Source text —

>>>>

The Company also issued to designees of the Placement Agent warrants to purchase up to 175,200 shares of Common Stock (the “Placement
Agent Warrants”) constituting 8% of the aggregate number of shares of Common Stock sold in the public offering. The Placement Agent
Warrants have substantially the same terms as the Warrants, except that the Placement Agent Warrants have an exercise price equal to
125% of the offering price per share (or $5.55625 per share). Upon any exercise of the Warrants for cash, we have also agreed to pay
the Placement Agent warrants to purchase 8% of the number of shares of our Common Stock issued upon such exercise.
In
March 2021, Company issued 1,500 shares of common stock valued at $4.99 per share to an investor relations firm previously engaged by
the Company as partial compensation for services rendered.
Preferred
Stock
The
Company is authorized to issue 10,000,000 shares of preferred stock, $0.001 par value, of which 465 shares were issued and outstanding
at September 30, 2022 and December 31, 2021.
In
January 2020, the Company entered into a Securities Purchase Agreement with certain institutional investors (the “Institutional
Private Placement”), pursuant to which the Company issued and sold 1,640 shares of the Company’s newly created Series D Convertible
Preferred Stock (the “Series D Preferred Stock”) at an initial stated value of $1,000 per share. Dividends accrue at a rate
of 9% per annum (subject to increase upon the occurrence (and during the continuance) of certain triggering events described therein)
and are payable monthly in kind by the increase of the stated value of the Series D Preferred Shares by said amount. The holders of the
Series D Preferred Shares have the right at any time to convert all or a portion of the Series D Preferred Shares (including, without
limitation, accrued and unpaid dividends and make-whole dividends through the third anniversary of the closing date) into shares of the
Company’s Common Stock at the conversion price then in effect, which is $2.50 (subject to adjustment for stock splits, dividends,
recapitalizations and similar events and full ratchet price protection in the event the Company issues or sells, or is deemed to have
issued or sold, shares of Common Stock for a consideration per share less than a price equal to the conversion price then in effect).
Alternatively, a holder may at any time convert all, or any part, of its Series D Preferred Shares at an alternative conversion price
equal to the lower of the applicable conversion price then in effect, and the greater of (x) $1.80 and (y) 85% of the average volume
weighted average price (“VWAP”) of the Common Stock for a five-trading day period prior to such conversion. Upon the occurrence
of certain triggering events, described in the Certificate of Designations, including, but not limited to payment defaults, breaches
of transaction documents, failure to maintain listing on the Nasdaq Capital Market, and other defaults set forth therein, the Series
D Preferred Shares would become subject to redemption, at the option of a holder, at a 125% premium to the underlying value of the Series
D Preferred Stock being redeemed.
At
September 30, 2022, there were 132 shares of Series D Preferred Stock outstanding, which if converted as of September 30, 2022, including
the make-whole dividends, would result in the issuance of 87,267 shares of common stock.

<<<<

Information given —
>>>>

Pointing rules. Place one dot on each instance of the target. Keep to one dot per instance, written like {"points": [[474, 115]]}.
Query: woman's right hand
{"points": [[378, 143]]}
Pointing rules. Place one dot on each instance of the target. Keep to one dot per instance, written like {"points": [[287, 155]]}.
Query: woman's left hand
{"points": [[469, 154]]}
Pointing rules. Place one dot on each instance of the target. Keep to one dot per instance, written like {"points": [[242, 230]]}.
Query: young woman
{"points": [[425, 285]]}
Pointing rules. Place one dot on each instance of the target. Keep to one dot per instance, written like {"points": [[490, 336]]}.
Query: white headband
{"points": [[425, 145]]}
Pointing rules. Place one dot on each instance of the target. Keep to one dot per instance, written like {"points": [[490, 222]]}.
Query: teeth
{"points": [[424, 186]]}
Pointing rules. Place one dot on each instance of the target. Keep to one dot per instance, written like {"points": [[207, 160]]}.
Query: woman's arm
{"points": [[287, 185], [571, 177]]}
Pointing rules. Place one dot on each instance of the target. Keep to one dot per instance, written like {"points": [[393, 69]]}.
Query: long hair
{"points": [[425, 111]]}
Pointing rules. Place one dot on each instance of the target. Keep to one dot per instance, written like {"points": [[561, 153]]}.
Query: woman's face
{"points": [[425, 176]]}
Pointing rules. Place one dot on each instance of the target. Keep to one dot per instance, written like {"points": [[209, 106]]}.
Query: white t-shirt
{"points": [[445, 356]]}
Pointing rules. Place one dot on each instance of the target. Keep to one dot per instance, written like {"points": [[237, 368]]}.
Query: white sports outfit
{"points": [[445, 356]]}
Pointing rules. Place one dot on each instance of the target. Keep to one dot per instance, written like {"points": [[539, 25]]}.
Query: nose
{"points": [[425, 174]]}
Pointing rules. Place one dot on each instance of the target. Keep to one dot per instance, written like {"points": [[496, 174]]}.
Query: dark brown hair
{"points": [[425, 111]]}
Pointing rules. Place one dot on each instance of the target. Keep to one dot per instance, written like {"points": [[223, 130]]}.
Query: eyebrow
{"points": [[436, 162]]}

<<<<

The task —
Reproduce the preferred stock text starting with "and are payable" and going on through "then in effect).", substituting "anti-dilution price protection" for "full ratchet price protection".

Written answer —
and are payable monthly in kind by the increase of the stated value of the Series D Preferred Shares by said amount. The holders of the
Series D Preferred Shares have the right at any time to convert all or a portion of the Series D Preferred Shares (including, without
limitation, accrued and unpaid dividends and make-whole dividends through the third anniversary of the closing date) into shares of the
Company’s Common Stock at the conversion price then in effect, which is $2.50 (subject to adjustment for stock splits, dividends,
recapitalizations and similar events and anti-dilution price protection in the event the Company issues or sells, or is deemed to have
issued or sold, shares of Common Stock for a consideration per share less than a price equal to the conversion price then in effect).